• GIVEN TASK: The line containing "Could you indicate the clear crystal" and every line after it, through the last, are to be extracted exactly; no other lines belong in the answer.

• DATA TO USE:
====
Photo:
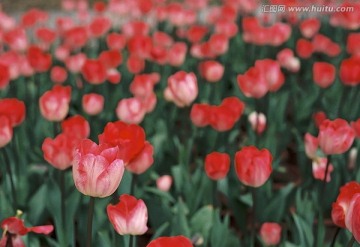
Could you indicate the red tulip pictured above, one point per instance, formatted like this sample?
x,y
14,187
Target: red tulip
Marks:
x,y
311,145
257,122
6,131
97,170
211,70
143,160
129,138
111,58
356,126
54,104
130,110
304,48
4,76
13,109
58,74
38,59
340,208
59,152
200,114
353,40
323,74
253,166
94,71
352,217
309,27
182,88
319,169
335,137
217,165
93,103
350,71
14,228
270,233
177,241
129,216
319,117
164,183
76,126
116,41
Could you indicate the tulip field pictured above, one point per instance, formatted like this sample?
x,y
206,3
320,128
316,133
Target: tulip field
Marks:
x,y
158,123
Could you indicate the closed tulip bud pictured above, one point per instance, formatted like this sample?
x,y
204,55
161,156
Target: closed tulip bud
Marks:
x,y
6,131
93,103
129,216
257,122
177,241
335,137
164,183
352,217
97,170
130,110
340,208
59,152
270,233
182,88
143,160
311,145
54,104
253,166
217,165
319,169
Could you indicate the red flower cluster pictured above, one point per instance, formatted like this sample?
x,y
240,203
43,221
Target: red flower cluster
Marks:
x,y
221,118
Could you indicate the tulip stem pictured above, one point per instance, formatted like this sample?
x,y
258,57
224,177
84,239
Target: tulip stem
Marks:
x,y
351,242
253,222
335,236
12,185
89,221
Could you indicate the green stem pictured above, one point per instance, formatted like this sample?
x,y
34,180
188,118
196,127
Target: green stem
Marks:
x,y
89,221
9,172
351,242
253,222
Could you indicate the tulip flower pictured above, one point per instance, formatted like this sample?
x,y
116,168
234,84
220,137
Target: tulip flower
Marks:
x,y
270,233
352,217
217,165
340,208
54,104
97,170
129,216
177,241
182,88
335,137
93,103
14,228
253,166
164,183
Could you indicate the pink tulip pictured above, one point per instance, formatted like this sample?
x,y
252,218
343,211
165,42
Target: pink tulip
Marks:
x,y
129,216
97,171
335,137
182,88
143,161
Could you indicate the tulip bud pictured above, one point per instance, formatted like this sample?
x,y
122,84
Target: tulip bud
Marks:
x,y
270,233
164,183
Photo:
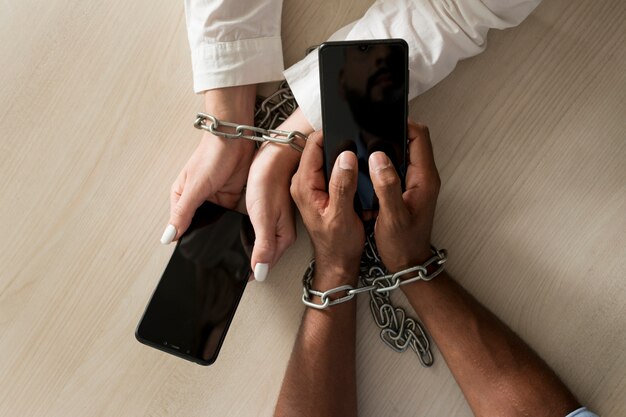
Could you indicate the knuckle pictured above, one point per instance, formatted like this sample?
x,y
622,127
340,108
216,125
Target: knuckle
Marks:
x,y
289,238
264,244
339,186
431,185
387,178
423,129
294,189
179,210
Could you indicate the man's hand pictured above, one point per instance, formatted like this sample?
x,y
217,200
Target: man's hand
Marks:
x,y
405,220
335,229
218,168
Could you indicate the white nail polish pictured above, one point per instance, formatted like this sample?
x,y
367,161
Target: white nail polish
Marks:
x,y
260,271
168,234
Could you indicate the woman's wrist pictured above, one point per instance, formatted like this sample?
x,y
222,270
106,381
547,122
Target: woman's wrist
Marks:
x,y
235,105
232,104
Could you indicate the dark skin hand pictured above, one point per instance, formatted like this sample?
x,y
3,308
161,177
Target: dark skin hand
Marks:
x,y
497,372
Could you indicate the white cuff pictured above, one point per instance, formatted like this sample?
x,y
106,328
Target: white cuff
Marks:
x,y
304,80
241,62
581,412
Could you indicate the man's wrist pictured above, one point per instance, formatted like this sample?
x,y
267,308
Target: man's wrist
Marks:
x,y
330,275
404,262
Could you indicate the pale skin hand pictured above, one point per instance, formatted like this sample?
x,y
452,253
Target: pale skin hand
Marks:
x,y
268,200
321,375
219,168
497,372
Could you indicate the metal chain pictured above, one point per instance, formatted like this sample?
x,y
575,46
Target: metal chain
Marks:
x,y
398,331
269,113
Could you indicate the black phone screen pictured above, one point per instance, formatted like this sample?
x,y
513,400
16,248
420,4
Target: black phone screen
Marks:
x,y
197,296
364,90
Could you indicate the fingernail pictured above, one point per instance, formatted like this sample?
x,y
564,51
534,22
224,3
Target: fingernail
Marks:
x,y
260,271
346,161
378,161
168,234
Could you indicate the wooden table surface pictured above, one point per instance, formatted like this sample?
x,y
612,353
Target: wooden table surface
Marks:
x,y
96,107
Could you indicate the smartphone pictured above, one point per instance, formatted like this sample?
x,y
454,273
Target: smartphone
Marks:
x,y
196,299
364,94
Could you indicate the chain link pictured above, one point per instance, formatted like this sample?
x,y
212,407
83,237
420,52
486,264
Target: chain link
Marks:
x,y
398,331
270,112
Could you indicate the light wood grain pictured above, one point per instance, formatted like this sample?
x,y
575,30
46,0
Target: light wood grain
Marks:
x,y
95,111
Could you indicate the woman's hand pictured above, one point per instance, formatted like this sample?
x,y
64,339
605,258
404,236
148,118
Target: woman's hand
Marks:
x,y
270,206
268,200
405,220
336,231
218,168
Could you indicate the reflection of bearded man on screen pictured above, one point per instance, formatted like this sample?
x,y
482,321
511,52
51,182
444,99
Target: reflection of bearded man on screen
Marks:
x,y
372,82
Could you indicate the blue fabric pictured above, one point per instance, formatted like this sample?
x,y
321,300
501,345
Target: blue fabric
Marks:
x,y
581,412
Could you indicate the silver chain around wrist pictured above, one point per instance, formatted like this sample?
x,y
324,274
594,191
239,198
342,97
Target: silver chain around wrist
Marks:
x,y
269,112
398,331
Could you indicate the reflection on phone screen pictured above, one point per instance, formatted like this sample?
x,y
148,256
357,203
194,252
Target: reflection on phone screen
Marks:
x,y
364,93
195,300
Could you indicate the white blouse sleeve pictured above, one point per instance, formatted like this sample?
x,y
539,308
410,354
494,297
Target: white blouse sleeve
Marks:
x,y
234,42
581,412
439,33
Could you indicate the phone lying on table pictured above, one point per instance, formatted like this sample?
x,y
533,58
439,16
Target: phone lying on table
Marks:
x,y
364,94
197,296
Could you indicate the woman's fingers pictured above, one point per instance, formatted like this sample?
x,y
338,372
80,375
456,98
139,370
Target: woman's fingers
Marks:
x,y
184,200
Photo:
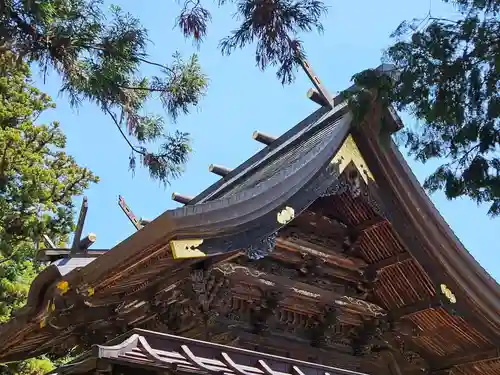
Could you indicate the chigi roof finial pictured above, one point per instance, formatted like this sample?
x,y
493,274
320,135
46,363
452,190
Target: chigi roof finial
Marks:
x,y
325,99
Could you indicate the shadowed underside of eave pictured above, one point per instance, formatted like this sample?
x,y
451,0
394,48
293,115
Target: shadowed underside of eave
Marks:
x,y
290,180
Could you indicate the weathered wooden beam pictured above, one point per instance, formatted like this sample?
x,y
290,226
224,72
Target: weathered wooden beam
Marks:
x,y
430,303
87,241
80,224
263,138
183,199
296,289
388,262
337,259
219,170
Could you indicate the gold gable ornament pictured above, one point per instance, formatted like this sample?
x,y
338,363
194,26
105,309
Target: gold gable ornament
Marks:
x,y
349,152
448,293
285,215
186,249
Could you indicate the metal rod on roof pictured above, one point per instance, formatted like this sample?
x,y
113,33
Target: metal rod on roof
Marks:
x,y
80,224
129,213
219,170
87,241
179,198
48,242
263,138
322,91
313,94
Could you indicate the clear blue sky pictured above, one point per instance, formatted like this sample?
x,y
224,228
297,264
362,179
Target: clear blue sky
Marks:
x,y
242,99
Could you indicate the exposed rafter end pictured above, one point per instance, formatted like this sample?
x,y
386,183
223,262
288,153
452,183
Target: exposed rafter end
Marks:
x,y
313,94
263,138
183,199
219,170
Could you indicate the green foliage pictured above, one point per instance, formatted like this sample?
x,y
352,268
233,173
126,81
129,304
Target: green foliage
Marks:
x,y
99,58
38,181
450,71
449,80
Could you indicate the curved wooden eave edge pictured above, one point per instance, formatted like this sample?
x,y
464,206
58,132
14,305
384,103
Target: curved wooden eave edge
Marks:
x,y
214,220
221,217
382,154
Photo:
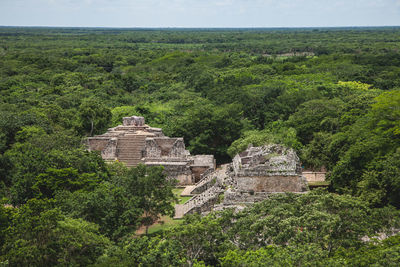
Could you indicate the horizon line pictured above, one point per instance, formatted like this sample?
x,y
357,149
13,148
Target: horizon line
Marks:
x,y
183,27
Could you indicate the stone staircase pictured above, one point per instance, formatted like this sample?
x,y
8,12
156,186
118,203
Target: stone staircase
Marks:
x,y
199,203
129,149
207,191
207,180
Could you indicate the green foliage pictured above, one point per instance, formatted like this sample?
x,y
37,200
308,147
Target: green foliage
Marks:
x,y
39,235
332,94
53,180
274,133
94,117
315,229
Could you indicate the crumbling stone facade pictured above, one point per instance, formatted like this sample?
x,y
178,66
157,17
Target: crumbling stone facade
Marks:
x,y
252,176
136,143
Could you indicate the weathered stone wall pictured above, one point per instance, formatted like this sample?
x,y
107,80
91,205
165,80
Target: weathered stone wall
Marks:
x,y
197,172
266,161
160,147
276,183
133,121
97,143
176,170
314,176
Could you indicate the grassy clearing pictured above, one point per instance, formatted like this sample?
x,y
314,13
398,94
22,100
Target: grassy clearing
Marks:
x,y
166,222
177,192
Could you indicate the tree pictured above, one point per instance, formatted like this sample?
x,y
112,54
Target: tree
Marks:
x,y
154,190
94,117
39,235
110,206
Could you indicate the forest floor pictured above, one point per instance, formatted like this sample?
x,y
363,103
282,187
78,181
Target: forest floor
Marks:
x,y
165,221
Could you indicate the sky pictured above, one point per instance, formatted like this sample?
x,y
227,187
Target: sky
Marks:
x,y
200,13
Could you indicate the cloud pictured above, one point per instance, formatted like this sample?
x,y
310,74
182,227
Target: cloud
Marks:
x,y
199,13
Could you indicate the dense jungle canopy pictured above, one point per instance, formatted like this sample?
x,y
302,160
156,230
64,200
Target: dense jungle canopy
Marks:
x,y
332,94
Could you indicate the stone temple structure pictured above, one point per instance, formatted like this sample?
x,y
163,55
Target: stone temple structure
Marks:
x,y
136,143
252,176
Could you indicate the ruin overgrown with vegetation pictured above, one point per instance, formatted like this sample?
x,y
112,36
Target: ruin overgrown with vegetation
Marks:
x,y
332,95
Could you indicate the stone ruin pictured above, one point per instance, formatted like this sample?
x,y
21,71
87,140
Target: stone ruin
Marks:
x,y
252,176
135,143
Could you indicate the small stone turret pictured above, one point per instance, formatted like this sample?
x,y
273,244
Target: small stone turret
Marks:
x,y
135,143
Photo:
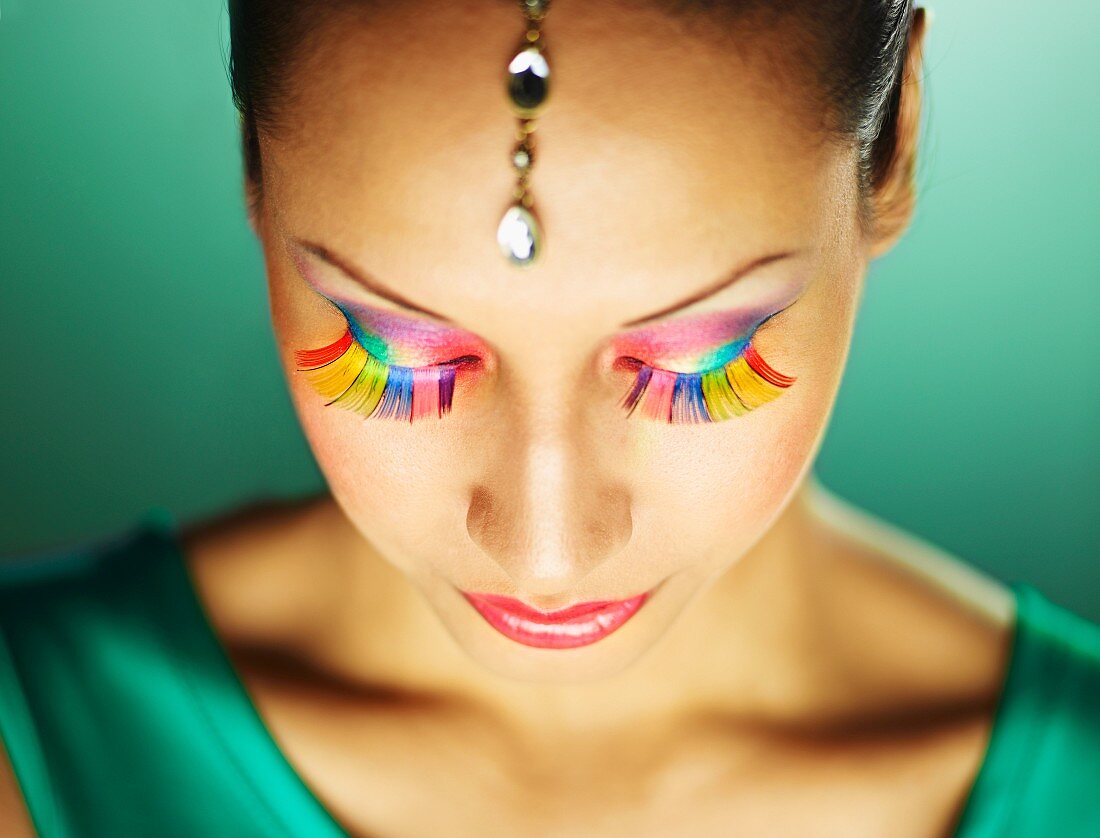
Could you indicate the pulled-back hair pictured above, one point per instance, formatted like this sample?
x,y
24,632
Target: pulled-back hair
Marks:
x,y
857,47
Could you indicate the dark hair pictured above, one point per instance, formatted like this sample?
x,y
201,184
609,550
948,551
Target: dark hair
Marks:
x,y
860,46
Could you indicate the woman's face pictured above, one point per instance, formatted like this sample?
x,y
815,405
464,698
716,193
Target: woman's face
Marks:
x,y
664,165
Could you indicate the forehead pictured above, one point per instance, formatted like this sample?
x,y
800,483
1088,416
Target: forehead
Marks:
x,y
662,157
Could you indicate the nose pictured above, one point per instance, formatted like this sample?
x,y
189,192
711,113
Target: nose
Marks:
x,y
549,509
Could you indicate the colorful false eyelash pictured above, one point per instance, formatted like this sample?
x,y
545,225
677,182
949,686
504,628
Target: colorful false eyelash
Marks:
x,y
351,377
733,389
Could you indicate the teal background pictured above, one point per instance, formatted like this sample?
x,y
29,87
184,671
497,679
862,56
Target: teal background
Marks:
x,y
139,366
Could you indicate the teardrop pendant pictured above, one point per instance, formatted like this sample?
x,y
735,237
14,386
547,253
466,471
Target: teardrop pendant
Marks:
x,y
518,235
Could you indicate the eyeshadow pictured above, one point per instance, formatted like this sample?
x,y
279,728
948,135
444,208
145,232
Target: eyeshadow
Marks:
x,y
392,338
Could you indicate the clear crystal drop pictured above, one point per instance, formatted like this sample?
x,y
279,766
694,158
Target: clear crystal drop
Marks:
x,y
518,235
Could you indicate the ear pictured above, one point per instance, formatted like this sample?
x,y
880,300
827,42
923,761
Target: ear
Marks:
x,y
894,197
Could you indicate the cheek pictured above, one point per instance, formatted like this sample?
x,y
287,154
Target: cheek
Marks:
x,y
396,483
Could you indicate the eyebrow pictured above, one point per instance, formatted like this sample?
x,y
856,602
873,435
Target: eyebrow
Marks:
x,y
380,289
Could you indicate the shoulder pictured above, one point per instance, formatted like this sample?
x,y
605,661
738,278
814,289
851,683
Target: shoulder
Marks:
x,y
1043,765
1056,676
51,602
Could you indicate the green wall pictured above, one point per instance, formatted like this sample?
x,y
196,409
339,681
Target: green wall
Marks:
x,y
139,367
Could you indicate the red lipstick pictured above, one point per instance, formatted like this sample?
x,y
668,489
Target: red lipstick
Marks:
x,y
578,625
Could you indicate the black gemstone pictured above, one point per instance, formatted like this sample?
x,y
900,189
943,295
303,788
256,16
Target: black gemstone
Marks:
x,y
528,79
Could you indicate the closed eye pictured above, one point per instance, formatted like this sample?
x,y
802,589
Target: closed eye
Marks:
x,y
723,392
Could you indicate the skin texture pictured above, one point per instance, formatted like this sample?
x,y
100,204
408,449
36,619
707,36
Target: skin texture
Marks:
x,y
791,674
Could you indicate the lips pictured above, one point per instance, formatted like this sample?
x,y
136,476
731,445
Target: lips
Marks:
x,y
567,628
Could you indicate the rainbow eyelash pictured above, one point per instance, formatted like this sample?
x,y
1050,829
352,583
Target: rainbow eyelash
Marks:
x,y
733,389
351,377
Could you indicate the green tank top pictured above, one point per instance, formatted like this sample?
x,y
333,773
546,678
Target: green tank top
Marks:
x,y
123,717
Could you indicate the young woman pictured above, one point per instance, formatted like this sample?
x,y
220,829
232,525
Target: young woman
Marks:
====
• THE SOLUTION:
Could you indicate the clear crystal drop pictured above, one point per instance, formatted like this sample?
x,y
279,766
694,158
Target: clear crystal drop
Marks:
x,y
518,235
Could you indicate the ear pictured above, one point per instance, formatted like this sample?
x,y
880,300
827,42
923,761
Target: ear
Marks:
x,y
894,197
Could you indicate the cheek pictured above, one point per instance, formatted like this sample?
x,y
287,154
Target: cheek
Marks:
x,y
396,483
Could you indicate the eyebrow pictured above, one point per instance, formatted like this sample?
x,y
856,602
873,435
Target: eyebrow
Marks:
x,y
380,289
Could you indicate the shoulder pictured above, one point per instance, formatted like this sample?
x,y
605,661
738,278
814,289
851,683
Target: shoulder
Marks:
x,y
1043,765
1056,676
51,602
Could you indicate the green wall pictured above, one point per instance, formatted like this sample?
x,y
196,409
339,681
Target: green wall
Marks:
x,y
139,367
Could you indicate the red lipstick pictured above, one point per instance, formatted like this sample?
x,y
668,489
Target: red lipstick
Marks:
x,y
578,625
Could you indicate the black gemstone pictured above, one point per instance, formatted like this sample?
x,y
900,189
943,295
303,788
256,16
Target: black gemstone
Marks:
x,y
528,79
Could you indicate the closed eye pictured above, one point per instance, formatted like this sample?
x,y
802,589
Target: closed eye
Marks:
x,y
723,392
Could you indicate the skin texture pictured above, one point per instance, formatted like this sample?
x,y
100,204
408,449
36,619
707,36
Target: skin texture
Marks:
x,y
791,674
Could you indicate the lips pictured above, one point per instance, formatted like this sample?
x,y
136,476
731,445
Target: lips
Marks:
x,y
567,628
Could you indicate the rainbow eyelash pictured above, one point per instance, formatted like this sample?
x,y
1050,829
352,583
Target: rainbow eyelash
Marks:
x,y
733,389
351,377
Could you indicate the green tank top pictured above, one point per instance, formatted like this sample?
x,y
333,773
546,678
Target: green tank top
Marks:
x,y
123,717
Could you indicate the young woman pictured above, one point per instance, formatted like this sample?
x,y
220,829
232,525
Target: young woman
Marks:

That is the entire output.